TRAVAIL DEMANDÉ: Présentez tous ces enregistrements en CSV à deux colonnes, nommées consigne et reponse, à raison d'une ligne par enregistrement : son texte dans la première, sa réponse dans la seconde. Chaque valeur doit occuper un seul champ entre guillemets, avec les sauts de ligne remplacés par des espaces.

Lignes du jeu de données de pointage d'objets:
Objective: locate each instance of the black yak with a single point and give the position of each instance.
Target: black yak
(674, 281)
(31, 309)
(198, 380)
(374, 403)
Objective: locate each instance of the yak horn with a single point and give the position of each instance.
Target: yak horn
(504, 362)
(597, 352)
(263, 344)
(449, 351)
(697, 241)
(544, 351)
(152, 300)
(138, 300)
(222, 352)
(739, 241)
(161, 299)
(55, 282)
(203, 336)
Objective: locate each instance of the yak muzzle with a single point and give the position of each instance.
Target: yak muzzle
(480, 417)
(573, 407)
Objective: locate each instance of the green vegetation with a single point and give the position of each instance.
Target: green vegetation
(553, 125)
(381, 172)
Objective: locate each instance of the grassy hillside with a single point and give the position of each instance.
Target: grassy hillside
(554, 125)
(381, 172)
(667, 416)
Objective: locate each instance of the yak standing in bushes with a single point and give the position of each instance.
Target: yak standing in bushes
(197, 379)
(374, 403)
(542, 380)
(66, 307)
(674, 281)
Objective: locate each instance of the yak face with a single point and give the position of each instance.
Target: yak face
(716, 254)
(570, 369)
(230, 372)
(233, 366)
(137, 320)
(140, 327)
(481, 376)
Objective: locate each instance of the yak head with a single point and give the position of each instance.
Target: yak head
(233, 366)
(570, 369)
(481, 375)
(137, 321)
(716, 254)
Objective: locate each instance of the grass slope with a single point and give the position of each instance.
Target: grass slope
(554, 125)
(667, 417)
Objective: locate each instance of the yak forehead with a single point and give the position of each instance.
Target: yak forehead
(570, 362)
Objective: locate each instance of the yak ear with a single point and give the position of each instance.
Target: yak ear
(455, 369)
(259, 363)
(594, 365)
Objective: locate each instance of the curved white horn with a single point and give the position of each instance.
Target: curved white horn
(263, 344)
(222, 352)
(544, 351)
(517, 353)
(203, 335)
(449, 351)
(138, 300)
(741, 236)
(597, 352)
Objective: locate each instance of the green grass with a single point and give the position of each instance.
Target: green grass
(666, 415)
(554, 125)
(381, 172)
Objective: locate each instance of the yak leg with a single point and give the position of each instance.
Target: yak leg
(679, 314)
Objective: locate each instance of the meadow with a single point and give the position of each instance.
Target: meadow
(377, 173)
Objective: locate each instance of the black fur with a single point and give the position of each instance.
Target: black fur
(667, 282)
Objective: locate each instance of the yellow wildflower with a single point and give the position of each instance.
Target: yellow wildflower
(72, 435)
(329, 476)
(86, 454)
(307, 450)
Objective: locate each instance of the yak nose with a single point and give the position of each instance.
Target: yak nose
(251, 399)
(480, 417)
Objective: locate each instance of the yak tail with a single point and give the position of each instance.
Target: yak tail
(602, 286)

LE RÉSULTAT:
consigne,reponse
"Objective: locate each instance of the black yak with a single point and give the position of each instance. Target: black yak","(674, 281) (31, 309) (198, 380) (374, 403)"
"Objective: locate each instance of the yak horn with a single point and give the position of each instance. Target: yak horn","(504, 362) (597, 352) (263, 344) (449, 351) (697, 241) (544, 351) (152, 300) (138, 300) (222, 352) (739, 241) (161, 299) (55, 282) (203, 336)"
"Objective: locate each instance of the yak muzzle with a single point and give the position of each instance. Target: yak muzzle","(480, 417) (573, 407)"
"Objective: locate each instance of the green vegetation with a single point and give the position of each instance. Target: green vegetation","(553, 125) (381, 172)"
"Objective: locate each instance of the grassy hillside with a single point and give the position of each instance. Target: grassy hillside","(554, 125) (381, 172) (667, 416)"
"Objective: locate each instance of the yak standing in bushes with a single point and give the position of each instance. Target: yak standing in bushes","(197, 379) (374, 403) (542, 380) (66, 307) (674, 281)"
"Objective: locate each instance of the yak face with a single point and give the position of each instance. Target: yak face","(716, 254) (570, 369) (230, 372) (233, 366) (137, 320) (140, 327) (481, 376)"
"Objective: locate each instance of the yak head with a single point and give the position of each instance. Target: yak head","(233, 366) (570, 369) (481, 375) (137, 321) (716, 254)"
"Objective: locate each instance of the grass slope with a single point and give the position of each instance. Target: grass slope","(554, 125) (667, 417)"
"Objective: locate each instance of the yak forehead with a single point and give the position of each instance. Target: yak forehead","(570, 362)"
"Objective: locate each instance of the yak ear with a single point and give the position of each instance. Target: yak ear","(455, 369) (259, 363) (594, 365)"
"Objective: locate each instance of the curved white horn with a single point and give the position of each instance. Target: curved white horn","(263, 344) (222, 352) (544, 351) (517, 353) (203, 335) (449, 351) (138, 300) (741, 236) (597, 352)"
"Objective: locate each instance of the green grass with a single point and give the position of each instance. Target: green grass","(666, 415) (554, 125) (381, 172)"
"Objective: locate each instance of the yak leg with a single point and give the position of each instance. Target: yak leg","(679, 314)"
"Objective: locate each instance of the meadow with a single point and give the position of each instance. Target: meadow","(377, 173)"
"Objective: locate each instance of the black fur with a single point and give the position of each instance. Target: black fur","(667, 282)"
"Objective: locate each instance of the yellow wildflower with a single point and give the position of each instance. Target: yellow wildflower","(72, 435) (329, 476) (86, 454) (307, 450)"
"Objective: locate each instance of the yak nose with a single point and give the position of each instance. Target: yak nose","(251, 399) (480, 417)"
"Objective: locate each instance of the yak tail with a single point and give the position of each instance. Target: yak tail","(602, 286)"